## [INSTRUCTIONS FOR THE TASK]
After locating "Expected: one point per instance of the forested" in the listing below, copy that line and each one after it exactly, ending with the line that has "Expected: one point per instance of the blue".

════════════════

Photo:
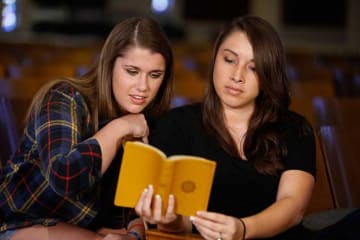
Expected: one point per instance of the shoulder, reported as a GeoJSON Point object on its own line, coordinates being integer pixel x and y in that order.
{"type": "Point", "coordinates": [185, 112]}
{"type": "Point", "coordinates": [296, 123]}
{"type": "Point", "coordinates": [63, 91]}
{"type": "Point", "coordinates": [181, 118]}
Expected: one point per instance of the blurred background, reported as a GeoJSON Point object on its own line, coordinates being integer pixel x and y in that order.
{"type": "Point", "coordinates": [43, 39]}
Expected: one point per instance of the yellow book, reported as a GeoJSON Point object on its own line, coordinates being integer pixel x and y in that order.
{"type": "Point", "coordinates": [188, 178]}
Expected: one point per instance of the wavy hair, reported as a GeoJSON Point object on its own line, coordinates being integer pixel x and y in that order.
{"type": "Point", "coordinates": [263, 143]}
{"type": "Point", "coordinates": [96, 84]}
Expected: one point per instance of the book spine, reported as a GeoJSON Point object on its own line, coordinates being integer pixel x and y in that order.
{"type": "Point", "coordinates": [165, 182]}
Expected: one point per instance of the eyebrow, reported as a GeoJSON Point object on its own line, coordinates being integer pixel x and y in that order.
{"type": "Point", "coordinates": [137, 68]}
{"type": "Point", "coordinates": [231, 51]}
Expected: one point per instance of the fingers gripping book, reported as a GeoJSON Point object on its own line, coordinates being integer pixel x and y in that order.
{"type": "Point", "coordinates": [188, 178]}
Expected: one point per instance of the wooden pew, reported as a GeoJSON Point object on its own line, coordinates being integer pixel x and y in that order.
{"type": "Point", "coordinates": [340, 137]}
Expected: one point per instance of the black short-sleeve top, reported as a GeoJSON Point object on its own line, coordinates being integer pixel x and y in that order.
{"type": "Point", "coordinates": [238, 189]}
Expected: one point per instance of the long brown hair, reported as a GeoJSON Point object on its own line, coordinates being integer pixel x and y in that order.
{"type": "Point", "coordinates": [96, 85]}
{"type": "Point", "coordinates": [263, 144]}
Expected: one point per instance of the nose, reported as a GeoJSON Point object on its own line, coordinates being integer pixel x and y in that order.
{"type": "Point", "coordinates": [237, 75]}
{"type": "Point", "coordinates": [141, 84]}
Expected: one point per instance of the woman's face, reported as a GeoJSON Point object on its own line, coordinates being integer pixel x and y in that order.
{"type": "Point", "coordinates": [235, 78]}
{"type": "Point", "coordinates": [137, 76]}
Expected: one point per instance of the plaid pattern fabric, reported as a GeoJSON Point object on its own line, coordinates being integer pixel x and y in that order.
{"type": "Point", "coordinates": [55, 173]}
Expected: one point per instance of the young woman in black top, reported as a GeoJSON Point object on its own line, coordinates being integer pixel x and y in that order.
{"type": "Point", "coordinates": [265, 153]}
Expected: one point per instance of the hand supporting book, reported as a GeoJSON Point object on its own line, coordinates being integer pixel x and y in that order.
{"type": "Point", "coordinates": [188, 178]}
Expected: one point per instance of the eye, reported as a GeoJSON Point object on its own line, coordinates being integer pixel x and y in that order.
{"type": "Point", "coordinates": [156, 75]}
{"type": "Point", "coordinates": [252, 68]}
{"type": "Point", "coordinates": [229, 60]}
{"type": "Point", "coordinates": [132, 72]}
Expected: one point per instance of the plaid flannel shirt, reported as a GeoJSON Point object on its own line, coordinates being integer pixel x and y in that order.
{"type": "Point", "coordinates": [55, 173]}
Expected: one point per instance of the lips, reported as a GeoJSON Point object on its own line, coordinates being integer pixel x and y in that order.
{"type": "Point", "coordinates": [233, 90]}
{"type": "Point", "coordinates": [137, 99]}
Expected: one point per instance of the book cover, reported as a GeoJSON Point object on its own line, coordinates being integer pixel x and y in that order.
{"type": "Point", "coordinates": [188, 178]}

════════════════

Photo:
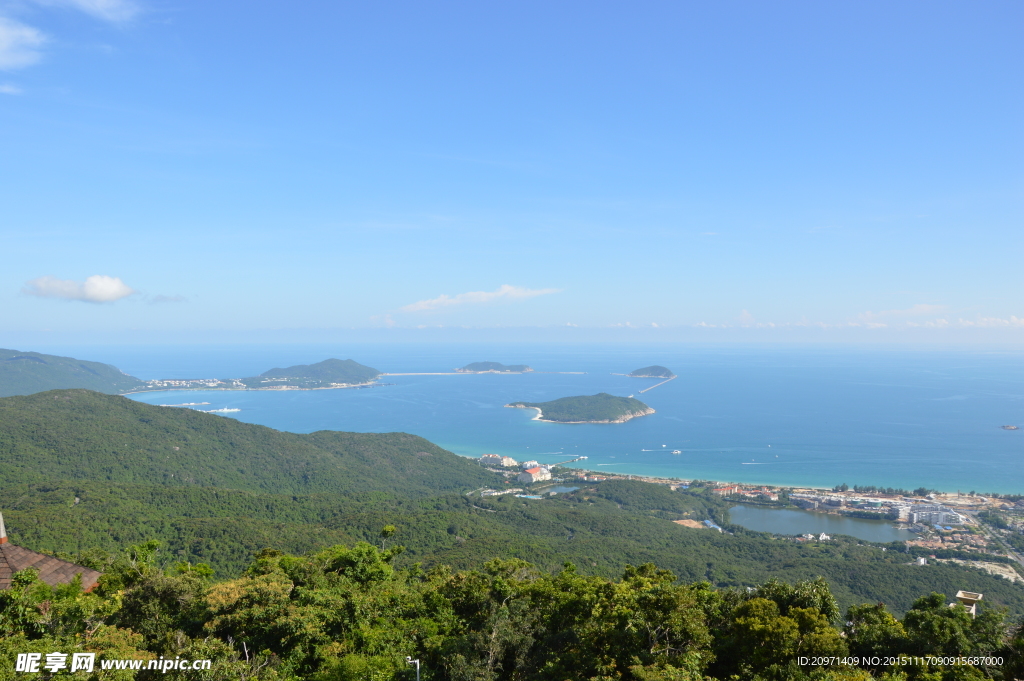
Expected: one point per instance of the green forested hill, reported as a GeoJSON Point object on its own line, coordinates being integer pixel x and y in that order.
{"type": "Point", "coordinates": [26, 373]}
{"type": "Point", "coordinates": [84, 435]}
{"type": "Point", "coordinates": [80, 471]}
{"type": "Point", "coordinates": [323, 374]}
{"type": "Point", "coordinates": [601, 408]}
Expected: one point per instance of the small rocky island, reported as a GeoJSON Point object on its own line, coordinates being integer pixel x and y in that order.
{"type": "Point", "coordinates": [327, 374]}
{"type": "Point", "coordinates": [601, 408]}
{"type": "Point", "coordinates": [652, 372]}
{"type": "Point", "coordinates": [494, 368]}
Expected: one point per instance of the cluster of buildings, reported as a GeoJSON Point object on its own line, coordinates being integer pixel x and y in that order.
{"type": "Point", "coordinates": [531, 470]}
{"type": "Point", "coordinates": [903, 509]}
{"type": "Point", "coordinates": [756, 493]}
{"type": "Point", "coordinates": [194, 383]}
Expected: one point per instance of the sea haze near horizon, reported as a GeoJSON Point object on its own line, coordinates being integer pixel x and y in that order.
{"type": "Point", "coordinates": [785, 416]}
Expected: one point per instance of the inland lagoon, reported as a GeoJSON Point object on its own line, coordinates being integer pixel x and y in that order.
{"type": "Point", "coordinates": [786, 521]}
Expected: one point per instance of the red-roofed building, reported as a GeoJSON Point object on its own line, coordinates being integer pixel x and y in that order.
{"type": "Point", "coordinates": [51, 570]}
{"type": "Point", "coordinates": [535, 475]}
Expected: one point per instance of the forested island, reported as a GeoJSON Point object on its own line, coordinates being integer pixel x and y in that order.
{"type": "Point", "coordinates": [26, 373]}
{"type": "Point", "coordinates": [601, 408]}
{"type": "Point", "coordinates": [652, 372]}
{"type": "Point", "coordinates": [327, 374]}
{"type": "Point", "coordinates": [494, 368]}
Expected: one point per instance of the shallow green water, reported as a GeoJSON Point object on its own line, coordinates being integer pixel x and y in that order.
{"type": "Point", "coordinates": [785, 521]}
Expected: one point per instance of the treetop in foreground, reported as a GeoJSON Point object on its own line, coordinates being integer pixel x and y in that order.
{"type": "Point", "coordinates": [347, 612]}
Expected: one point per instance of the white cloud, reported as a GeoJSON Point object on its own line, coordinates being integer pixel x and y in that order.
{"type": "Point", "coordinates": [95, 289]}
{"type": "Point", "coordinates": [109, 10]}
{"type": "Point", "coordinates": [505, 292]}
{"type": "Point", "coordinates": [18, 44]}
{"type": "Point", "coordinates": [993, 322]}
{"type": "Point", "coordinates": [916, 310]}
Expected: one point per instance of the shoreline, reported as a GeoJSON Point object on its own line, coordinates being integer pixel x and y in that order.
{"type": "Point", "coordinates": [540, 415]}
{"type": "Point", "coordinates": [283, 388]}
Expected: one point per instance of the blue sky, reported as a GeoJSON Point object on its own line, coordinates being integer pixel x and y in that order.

════════════════

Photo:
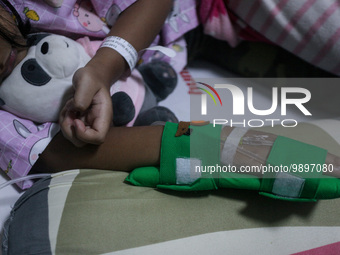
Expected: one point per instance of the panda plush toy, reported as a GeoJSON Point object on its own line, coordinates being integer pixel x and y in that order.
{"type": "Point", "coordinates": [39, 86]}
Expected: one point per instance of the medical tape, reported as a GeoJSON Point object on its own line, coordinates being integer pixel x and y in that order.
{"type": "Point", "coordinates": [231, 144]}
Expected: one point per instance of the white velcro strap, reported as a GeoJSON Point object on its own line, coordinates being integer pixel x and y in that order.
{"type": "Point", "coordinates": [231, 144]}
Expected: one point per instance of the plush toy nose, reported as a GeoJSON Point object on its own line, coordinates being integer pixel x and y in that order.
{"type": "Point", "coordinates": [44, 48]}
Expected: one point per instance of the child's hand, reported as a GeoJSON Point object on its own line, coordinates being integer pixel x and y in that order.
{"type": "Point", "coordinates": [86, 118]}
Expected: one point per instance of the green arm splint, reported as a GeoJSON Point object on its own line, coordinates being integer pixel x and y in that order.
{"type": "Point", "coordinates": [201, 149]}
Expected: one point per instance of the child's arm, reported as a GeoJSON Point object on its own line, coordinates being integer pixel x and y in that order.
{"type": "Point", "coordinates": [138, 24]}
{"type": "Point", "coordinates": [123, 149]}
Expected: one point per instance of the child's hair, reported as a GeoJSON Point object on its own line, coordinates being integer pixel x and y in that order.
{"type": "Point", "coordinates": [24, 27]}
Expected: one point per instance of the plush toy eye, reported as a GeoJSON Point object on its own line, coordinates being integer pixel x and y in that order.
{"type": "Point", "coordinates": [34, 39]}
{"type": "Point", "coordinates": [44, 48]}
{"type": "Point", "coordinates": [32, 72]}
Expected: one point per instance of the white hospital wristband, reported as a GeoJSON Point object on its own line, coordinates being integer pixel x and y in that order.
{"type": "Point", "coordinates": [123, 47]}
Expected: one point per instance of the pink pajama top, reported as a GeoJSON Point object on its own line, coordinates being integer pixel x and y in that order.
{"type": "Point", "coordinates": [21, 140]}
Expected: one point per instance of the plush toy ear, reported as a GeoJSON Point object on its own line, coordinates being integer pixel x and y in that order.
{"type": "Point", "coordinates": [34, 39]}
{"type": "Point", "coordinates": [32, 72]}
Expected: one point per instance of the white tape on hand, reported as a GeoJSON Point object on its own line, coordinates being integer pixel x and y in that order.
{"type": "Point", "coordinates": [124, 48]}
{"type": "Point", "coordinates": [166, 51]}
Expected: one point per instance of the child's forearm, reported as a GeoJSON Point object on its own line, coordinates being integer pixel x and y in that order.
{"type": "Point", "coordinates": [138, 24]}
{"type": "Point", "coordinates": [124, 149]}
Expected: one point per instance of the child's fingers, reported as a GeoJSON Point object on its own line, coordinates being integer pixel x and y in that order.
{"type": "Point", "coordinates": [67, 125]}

════════════════

## [COMPLETED TASK]
Expected: one point per instance of the forested island, reported as a GeoJSON Point object on its own line, coordinates being integer pixel x and y in that order.
{"type": "Point", "coordinates": [26, 373]}
{"type": "Point", "coordinates": [601, 408]}
{"type": "Point", "coordinates": [652, 372]}
{"type": "Point", "coordinates": [327, 374]}
{"type": "Point", "coordinates": [494, 368]}
Expected: one point per instance of the shallow green water, reported as a GeoJSON Point object on its own line, coordinates being integer pixel x and y in that order.
{"type": "Point", "coordinates": [785, 521]}
Expected: one point per instance of the treetop in foreground, reported as a GeoJSON Point object on its own line, coordinates being integer pixel x and y in that order.
{"type": "Point", "coordinates": [347, 612]}
Expected: one point per instance of the white cloud, reported as a GeoJSON Point object on its own line, coordinates being integer pixel x and y in that order.
{"type": "Point", "coordinates": [95, 289]}
{"type": "Point", "coordinates": [109, 10]}
{"type": "Point", "coordinates": [505, 292]}
{"type": "Point", "coordinates": [18, 44]}
{"type": "Point", "coordinates": [993, 322]}
{"type": "Point", "coordinates": [916, 310]}
Expected: one point per instance of the shoreline, reported as a GeoJSON Point object on its own line, coordinates being integer pixel x and y in that order.
{"type": "Point", "coordinates": [540, 415]}
{"type": "Point", "coordinates": [283, 388]}
Expected: one point per instance of the blue sky, reported as a GeoJSON Point object on its own line, coordinates being integer pixel x and y in that order.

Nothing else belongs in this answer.